[START Records for this task]

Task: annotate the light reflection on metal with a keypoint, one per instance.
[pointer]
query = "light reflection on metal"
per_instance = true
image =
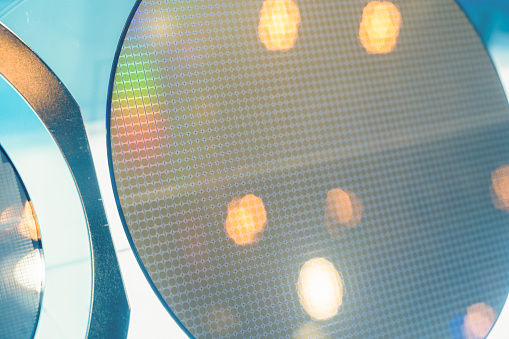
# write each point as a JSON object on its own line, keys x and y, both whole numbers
{"x": 379, "y": 29}
{"x": 279, "y": 24}
{"x": 29, "y": 271}
{"x": 478, "y": 321}
{"x": 310, "y": 330}
{"x": 500, "y": 188}
{"x": 343, "y": 210}
{"x": 9, "y": 217}
{"x": 246, "y": 218}
{"x": 320, "y": 289}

[END Records for this task]

The task. Output every line of the records above as a JSON list of strings, one string per line, skipping blank lines. Leave the pictures out.

Complete response.
[
  "Task: annotate the light reflection on metal with a keypoint, one per instance.",
  "[pointer]",
  "query = \"light reflection on metal\"",
  "per_instance = true",
  "image =",
  "# write each point as a JSON object on its own line, keys x and y, both whole numbers",
  "{\"x\": 379, \"y\": 29}",
  "{\"x\": 279, \"y\": 24}",
  "{\"x\": 29, \"y\": 271}",
  "{\"x\": 478, \"y\": 321}",
  "{\"x\": 310, \"y\": 330}",
  "{\"x\": 500, \"y\": 188}",
  "{\"x\": 343, \"y\": 210}",
  "{\"x\": 9, \"y\": 217}",
  "{\"x\": 246, \"y\": 218}",
  "{\"x\": 320, \"y\": 289}"
]